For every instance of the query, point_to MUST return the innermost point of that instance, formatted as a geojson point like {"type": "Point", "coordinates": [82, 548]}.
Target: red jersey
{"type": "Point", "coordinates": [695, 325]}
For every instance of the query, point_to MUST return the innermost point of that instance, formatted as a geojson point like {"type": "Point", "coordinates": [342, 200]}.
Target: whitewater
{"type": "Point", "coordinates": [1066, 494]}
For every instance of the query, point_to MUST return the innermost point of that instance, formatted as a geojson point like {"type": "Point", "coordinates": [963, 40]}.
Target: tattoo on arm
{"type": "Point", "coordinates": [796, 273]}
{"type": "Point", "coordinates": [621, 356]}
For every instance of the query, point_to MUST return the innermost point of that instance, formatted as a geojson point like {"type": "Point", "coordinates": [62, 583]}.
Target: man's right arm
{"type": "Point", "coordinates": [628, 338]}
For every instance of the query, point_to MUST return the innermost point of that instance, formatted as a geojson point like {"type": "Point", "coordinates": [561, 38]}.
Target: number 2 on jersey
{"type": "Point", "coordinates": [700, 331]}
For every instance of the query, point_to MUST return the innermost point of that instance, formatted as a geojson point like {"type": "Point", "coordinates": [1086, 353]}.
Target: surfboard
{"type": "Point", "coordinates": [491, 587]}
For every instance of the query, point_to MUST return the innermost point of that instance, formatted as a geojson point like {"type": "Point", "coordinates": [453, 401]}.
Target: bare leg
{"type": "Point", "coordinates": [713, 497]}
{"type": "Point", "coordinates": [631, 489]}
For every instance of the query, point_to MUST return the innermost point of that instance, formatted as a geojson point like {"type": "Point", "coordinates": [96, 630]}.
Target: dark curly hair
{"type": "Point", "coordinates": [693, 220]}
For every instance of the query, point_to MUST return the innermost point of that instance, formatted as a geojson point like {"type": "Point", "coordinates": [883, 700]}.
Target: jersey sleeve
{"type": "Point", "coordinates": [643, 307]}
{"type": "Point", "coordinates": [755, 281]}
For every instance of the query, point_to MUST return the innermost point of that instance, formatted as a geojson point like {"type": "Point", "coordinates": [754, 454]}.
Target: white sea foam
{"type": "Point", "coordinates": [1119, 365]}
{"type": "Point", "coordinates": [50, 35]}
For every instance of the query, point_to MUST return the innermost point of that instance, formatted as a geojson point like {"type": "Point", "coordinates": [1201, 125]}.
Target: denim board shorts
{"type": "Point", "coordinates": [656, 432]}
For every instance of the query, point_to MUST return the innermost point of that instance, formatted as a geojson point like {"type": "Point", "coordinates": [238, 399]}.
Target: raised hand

──────────────────────────────

> [Task]: Write the material out exactly, with nothing left out.

> [Solution for this task]:
For every instance of the query, point_to MUST return the innermost point of that instance, formatted as a geojson point like {"type": "Point", "coordinates": [82, 548]}.
Target: red jersey
{"type": "Point", "coordinates": [695, 325]}
For every instance of the query, point_to MUST return the innermost point of that instance, formatted as a geojson point like {"type": "Point", "coordinates": [342, 200]}.
Target: whitewater
{"type": "Point", "coordinates": [1066, 494]}
For every instance of the query, point_to MUST return the innermost point of that instance, formatted as a geojson point like {"type": "Point", "coordinates": [963, 40]}.
Target: tattoo on arm
{"type": "Point", "coordinates": [796, 273]}
{"type": "Point", "coordinates": [621, 356]}
For every instance of the query, point_to MUST return the innermost point of that instance, formatted as a geojson point like {"type": "Point", "coordinates": [62, 583]}.
Target: man's right arm
{"type": "Point", "coordinates": [628, 338]}
For every instance of the query, point_to MUST return the innermost point of that instance, formatted as a geojson point like {"type": "Point", "coordinates": [561, 38]}.
Target: number 2 on jersey
{"type": "Point", "coordinates": [700, 331]}
For every instance of the query, point_to MUST return the innermost point of that instance, formatted as a geojson point like {"type": "Point", "coordinates": [1086, 353]}.
Target: surfboard
{"type": "Point", "coordinates": [491, 587]}
For every instance of the query, point_to MUST return the innermost point of that instance, formatted as a geojson point like {"type": "Point", "coordinates": [453, 401]}.
Target: bare leg
{"type": "Point", "coordinates": [713, 497]}
{"type": "Point", "coordinates": [631, 489]}
For every instance of the query, point_to MUST return the innermost point of that instance, formatted as a geojson point like {"type": "Point", "coordinates": [96, 630]}.
Target: dark curly hair
{"type": "Point", "coordinates": [693, 220]}
For every instance of the query, point_to MUST return the innermost point of that instance, formatted as a geojson point like {"type": "Point", "coordinates": [883, 700]}.
Target: jersey sleeve
{"type": "Point", "coordinates": [643, 307]}
{"type": "Point", "coordinates": [755, 281]}
For every instance of the query, point_to MUST return the innermost point of that instance, formatted as a geojson point like {"type": "Point", "coordinates": [754, 454]}.
Target: white sea foam
{"type": "Point", "coordinates": [1119, 365]}
{"type": "Point", "coordinates": [50, 35]}
For every instance of the query, point_to MUST return the innermost point of that instance, formatted as a geojson point like {"type": "Point", "coordinates": [1201, 125]}.
Target: denim board shorts
{"type": "Point", "coordinates": [656, 432]}
For every instance of the query, point_to MUST return the innermost point of that instance, formatted as a geojson point like {"type": "Point", "coordinates": [238, 399]}.
Target: raised hand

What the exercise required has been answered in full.